> [REQUIRED WORK] Restate the whole listing exactly.

Items listed in a dataset
····················

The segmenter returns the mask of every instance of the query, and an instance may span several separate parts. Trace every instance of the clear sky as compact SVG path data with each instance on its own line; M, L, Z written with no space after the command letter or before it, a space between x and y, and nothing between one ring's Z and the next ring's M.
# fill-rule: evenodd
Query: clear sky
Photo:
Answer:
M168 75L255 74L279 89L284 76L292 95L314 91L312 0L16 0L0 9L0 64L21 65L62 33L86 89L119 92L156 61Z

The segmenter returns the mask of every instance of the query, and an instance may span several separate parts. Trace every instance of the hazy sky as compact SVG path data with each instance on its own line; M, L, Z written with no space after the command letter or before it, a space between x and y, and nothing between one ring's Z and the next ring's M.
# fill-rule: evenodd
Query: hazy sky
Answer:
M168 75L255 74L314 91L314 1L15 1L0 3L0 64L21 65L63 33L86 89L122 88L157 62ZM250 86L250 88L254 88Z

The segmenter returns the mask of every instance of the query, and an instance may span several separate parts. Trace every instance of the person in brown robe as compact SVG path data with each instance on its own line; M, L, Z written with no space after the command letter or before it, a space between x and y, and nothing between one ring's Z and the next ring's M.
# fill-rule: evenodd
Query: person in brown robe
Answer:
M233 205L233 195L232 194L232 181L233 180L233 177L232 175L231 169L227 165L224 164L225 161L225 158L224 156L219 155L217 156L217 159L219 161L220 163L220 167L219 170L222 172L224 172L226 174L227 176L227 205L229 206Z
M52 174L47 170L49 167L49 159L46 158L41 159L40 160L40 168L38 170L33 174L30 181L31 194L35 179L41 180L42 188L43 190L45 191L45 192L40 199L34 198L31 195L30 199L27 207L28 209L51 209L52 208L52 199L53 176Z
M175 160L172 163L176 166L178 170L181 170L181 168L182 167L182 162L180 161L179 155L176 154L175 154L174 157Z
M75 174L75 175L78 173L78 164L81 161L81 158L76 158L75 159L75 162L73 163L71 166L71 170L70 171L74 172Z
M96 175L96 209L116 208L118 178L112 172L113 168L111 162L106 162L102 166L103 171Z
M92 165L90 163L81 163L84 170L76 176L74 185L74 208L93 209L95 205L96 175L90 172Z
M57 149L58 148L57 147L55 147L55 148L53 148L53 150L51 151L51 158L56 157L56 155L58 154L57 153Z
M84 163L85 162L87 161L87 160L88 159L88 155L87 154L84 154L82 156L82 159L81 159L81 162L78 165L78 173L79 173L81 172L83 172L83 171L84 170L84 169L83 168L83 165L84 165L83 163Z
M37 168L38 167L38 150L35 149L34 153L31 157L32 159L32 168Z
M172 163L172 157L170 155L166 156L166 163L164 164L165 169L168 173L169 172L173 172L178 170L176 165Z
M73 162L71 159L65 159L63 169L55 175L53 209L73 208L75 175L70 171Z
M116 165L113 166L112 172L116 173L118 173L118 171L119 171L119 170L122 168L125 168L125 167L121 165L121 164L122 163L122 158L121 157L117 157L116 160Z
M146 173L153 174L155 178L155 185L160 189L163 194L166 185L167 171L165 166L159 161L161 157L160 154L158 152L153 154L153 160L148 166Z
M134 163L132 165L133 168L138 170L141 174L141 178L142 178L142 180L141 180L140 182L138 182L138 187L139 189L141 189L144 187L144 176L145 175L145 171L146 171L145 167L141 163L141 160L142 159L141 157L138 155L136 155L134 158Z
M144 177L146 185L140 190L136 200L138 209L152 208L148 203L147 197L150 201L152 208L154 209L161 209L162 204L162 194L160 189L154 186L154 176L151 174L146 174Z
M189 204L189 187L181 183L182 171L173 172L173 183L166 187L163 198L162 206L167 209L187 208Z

····················

> [WRITTEN SOLUTION]
The segmenter returns the mask of every instance of the query, and an instance may span several separate parts. Trace every instance of the clear sky as compact SVG path data with each instance on its own line; M, L, Z written with no space after the command letter or before it, a space between x and y, and nothing between one ring's Z and the next ring's M.
# fill-rule: evenodd
Query: clear sky
Photo:
Answer:
M168 75L255 74L279 89L284 76L292 95L314 91L312 0L16 0L0 9L0 64L21 65L62 33L86 89L119 92L156 61Z

The segmenter returns the mask of every instance of the query, and an instance may span several separate parts. Trace every instance of the hazy sky as compact SVG path data with each instance on its own line; M, L, Z written with no space after the command letter or before it, a space between x and y, and nothing between one ring's Z and the next ring's M.
# fill-rule: evenodd
Query: hazy sky
Answer:
M168 75L255 74L314 91L314 1L15 1L0 3L0 64L21 65L63 33L86 89L122 88L157 62ZM250 86L250 88L254 88Z

The segmenter returns the mask of every instance of the query, and an instance may span several separate parts. Trace every instance of the person in brown robe as compact SVG path data with each instance on its own line; M, L, Z written with no space after the command letter or before it, a space between x and y, and nothing between one ring's Z and the next ring's M.
# fill-rule: evenodd
Query: person in brown robe
Answer:
M233 205L233 195L232 194L232 181L233 180L233 177L232 175L231 169L227 165L224 164L225 161L225 158L224 156L219 155L217 156L217 159L219 161L220 163L220 167L219 170L222 172L224 172L226 174L227 176L227 205L229 206Z
M52 174L47 170L49 167L49 159L46 158L41 159L40 160L40 168L38 170L33 174L30 181L31 194L35 179L41 180L42 188L43 190L45 191L45 192L40 199L34 198L31 195L30 199L27 207L28 209L51 209L52 208L52 199L53 176Z
M175 160L172 163L176 166L178 170L181 170L181 168L182 167L182 162L180 161L179 155L176 154L175 154L174 157Z
M75 174L75 175L78 173L78 164L81 161L81 158L76 158L75 159L75 162L73 163L71 166L71 170L70 171L74 172Z
M96 175L96 209L116 208L118 178L112 172L113 168L111 162L106 162L102 166L103 171Z
M92 165L90 163L81 163L84 170L76 176L74 185L74 208L93 209L95 205L96 175L90 172Z
M57 149L58 148L57 147L55 147L55 148L53 148L53 150L51 151L51 158L56 157L56 155L58 154L57 153Z
M84 163L85 162L87 161L87 160L88 159L88 155L87 154L84 154L82 156L82 159L81 159L81 162L78 165L78 173L79 173L81 172L83 172L83 171L84 170L84 169L83 168L83 165L84 165L83 163Z
M37 168L38 167L38 150L35 149L34 153L31 157L32 159L32 168Z
M172 163L172 157L170 155L166 156L166 163L164 164L165 169L168 173L169 172L173 172L178 170L176 165Z
M73 162L71 159L65 159L63 169L55 175L53 209L73 208L75 175L70 171Z
M116 165L113 166L112 172L116 173L118 173L118 171L119 171L119 170L122 168L125 168L125 167L121 165L121 164L122 163L122 158L121 157L117 157L116 160Z
M146 173L153 174L155 178L155 185L160 189L163 194L166 185L167 171L165 166L159 161L161 157L160 154L158 152L153 154L153 160L148 166Z
M134 163L132 165L133 168L138 170L141 174L141 178L142 178L142 180L141 180L140 182L138 182L138 187L139 189L141 189L144 187L144 176L145 175L145 171L146 171L145 167L141 163L141 160L142 159L141 157L138 155L136 155L134 158Z
M144 177L146 185L140 190L136 200L138 209L152 208L148 203L147 197L150 201L152 208L154 209L161 209L162 204L162 194L160 189L154 186L154 176L151 174L146 174Z
M189 204L189 187L181 183L182 171L173 172L173 183L166 187L163 198L162 206L167 209L187 208Z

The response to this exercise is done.